• **Objective**
Select every line in the entries below that contains the string "panel", and copy each one in full.

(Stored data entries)
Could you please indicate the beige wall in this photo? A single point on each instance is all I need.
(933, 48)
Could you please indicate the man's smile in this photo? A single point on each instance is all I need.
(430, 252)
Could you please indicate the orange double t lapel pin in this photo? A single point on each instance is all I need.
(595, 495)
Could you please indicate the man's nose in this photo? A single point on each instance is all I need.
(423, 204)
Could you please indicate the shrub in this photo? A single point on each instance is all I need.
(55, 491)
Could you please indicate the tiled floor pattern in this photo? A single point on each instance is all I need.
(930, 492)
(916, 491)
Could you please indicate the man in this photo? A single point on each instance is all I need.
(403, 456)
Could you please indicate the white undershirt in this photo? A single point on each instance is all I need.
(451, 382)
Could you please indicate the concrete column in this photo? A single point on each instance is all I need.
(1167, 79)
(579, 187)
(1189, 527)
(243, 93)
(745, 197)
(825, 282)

--

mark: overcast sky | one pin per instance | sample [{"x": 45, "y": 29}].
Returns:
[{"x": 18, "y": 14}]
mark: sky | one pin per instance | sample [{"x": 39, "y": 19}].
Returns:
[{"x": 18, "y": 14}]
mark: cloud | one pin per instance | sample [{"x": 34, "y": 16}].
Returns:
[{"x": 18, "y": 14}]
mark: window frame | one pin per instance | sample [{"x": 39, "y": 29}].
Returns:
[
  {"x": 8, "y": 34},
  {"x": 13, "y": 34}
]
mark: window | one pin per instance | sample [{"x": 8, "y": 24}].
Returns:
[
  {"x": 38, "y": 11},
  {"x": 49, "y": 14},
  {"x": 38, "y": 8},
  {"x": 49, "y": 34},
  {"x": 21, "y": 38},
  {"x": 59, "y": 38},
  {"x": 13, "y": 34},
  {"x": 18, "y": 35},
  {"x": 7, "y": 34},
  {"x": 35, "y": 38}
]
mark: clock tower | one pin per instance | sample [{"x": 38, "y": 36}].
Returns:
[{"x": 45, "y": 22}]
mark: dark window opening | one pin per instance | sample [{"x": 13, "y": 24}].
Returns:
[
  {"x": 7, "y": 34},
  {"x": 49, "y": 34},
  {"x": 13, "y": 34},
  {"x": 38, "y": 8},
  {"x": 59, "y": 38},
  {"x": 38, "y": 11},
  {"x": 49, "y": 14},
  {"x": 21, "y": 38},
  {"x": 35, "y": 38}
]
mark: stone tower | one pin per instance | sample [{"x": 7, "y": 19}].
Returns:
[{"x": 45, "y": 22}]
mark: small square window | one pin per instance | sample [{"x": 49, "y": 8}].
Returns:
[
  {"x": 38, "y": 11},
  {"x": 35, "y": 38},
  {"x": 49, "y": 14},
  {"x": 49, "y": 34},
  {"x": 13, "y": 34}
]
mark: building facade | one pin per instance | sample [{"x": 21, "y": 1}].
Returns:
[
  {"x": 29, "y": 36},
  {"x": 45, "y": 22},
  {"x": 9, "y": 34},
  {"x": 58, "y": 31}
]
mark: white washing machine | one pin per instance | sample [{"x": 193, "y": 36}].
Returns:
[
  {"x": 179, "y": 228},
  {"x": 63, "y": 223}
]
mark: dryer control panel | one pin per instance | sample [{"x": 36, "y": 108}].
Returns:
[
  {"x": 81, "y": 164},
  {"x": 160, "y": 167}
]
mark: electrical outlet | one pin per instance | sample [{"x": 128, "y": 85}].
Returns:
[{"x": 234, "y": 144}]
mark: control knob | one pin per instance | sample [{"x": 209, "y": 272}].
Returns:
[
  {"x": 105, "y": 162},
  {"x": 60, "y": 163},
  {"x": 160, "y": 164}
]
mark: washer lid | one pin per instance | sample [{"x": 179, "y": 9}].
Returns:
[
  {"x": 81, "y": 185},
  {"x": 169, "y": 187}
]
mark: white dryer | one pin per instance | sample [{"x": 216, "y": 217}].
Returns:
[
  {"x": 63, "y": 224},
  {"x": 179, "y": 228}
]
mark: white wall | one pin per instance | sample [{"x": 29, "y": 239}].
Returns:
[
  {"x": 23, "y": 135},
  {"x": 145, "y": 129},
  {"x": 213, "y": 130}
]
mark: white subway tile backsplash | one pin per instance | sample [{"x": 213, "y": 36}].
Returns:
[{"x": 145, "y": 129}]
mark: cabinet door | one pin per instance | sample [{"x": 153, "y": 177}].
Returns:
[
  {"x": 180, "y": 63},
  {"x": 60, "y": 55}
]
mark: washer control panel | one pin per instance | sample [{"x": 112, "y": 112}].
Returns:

--

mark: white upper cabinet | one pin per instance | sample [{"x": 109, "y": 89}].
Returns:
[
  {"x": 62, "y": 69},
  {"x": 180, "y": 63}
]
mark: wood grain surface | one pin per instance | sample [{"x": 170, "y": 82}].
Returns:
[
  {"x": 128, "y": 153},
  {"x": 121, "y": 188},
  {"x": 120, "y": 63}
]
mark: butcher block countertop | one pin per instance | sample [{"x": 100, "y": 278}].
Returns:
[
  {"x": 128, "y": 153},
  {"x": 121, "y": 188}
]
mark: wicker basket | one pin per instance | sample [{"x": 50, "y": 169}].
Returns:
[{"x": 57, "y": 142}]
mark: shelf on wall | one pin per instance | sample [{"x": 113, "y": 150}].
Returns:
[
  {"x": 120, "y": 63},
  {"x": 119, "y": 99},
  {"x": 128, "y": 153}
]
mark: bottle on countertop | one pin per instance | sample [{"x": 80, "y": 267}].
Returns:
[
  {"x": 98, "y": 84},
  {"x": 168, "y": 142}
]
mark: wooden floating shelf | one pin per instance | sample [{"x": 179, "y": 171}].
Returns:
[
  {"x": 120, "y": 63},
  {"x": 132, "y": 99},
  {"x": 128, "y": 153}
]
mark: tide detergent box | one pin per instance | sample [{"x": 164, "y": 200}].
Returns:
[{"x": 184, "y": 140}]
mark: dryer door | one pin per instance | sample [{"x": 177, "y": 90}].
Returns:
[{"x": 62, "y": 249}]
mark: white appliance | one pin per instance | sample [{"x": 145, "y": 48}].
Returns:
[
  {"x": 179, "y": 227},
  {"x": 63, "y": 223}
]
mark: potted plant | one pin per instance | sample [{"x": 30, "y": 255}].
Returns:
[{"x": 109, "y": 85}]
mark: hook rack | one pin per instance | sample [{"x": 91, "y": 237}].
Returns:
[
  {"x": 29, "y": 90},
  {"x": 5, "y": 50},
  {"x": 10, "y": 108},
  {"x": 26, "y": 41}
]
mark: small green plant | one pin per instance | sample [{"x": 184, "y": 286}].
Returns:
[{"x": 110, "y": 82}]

• **Reply**
mark: dryer control panel | one pin per instance | sample [{"x": 36, "y": 108}].
mark: washer control panel | one pin per instance | sample [{"x": 112, "y": 112}].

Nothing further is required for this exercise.